### Objective
Count how many lines in the records below contain the word "collared", and give only that number.

### Excerpted data

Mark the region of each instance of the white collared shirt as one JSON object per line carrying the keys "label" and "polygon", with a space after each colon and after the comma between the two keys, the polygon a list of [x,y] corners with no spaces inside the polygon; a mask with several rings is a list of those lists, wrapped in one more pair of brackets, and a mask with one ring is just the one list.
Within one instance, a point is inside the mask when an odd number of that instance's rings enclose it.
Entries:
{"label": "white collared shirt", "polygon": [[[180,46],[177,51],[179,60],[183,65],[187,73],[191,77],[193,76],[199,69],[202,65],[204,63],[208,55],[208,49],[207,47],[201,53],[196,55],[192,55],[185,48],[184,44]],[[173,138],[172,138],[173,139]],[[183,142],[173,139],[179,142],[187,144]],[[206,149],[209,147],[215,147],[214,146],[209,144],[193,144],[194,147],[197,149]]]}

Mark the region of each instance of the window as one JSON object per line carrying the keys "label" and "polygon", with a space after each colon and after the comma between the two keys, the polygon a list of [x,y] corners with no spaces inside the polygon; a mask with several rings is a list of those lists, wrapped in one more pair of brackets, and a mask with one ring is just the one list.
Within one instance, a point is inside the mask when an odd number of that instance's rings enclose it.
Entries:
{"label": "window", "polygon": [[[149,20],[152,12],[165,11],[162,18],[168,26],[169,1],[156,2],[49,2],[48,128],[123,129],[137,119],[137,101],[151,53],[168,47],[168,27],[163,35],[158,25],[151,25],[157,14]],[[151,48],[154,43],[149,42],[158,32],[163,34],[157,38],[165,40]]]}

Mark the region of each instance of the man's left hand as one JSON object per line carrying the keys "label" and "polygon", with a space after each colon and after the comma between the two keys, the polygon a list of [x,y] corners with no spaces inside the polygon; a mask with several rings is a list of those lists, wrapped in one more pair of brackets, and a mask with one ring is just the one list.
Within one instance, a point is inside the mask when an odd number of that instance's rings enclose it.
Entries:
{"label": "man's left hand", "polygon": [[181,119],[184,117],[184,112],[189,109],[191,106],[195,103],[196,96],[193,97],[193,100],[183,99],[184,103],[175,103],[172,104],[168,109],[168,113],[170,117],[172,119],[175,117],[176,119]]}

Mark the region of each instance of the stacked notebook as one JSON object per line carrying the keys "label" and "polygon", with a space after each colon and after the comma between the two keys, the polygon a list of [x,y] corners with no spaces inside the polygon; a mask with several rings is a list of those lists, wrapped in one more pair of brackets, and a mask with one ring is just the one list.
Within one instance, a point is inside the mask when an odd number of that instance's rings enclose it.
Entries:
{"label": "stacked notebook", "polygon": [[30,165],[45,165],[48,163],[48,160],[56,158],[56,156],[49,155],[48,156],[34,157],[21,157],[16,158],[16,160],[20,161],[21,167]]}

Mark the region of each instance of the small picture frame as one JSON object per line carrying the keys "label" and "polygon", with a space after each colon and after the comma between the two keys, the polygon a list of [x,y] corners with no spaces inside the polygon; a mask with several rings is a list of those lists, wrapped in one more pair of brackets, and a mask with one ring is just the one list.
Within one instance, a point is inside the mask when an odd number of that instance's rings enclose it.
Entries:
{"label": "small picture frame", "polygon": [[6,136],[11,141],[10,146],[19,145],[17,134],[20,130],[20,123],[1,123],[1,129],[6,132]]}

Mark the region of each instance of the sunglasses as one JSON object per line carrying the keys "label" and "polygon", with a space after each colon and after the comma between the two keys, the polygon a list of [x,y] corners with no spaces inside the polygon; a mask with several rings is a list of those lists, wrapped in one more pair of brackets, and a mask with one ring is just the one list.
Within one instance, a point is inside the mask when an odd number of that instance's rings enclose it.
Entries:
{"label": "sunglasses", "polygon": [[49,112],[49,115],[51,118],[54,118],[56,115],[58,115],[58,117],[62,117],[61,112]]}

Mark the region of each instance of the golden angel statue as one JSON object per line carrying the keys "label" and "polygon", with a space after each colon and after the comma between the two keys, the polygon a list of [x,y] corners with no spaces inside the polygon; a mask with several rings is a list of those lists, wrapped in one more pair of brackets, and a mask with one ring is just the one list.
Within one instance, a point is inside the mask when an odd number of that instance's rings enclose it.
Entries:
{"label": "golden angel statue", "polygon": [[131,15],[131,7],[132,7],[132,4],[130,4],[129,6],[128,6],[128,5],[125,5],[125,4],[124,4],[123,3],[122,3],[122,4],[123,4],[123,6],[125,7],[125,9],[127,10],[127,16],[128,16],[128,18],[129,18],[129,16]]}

### Solution
2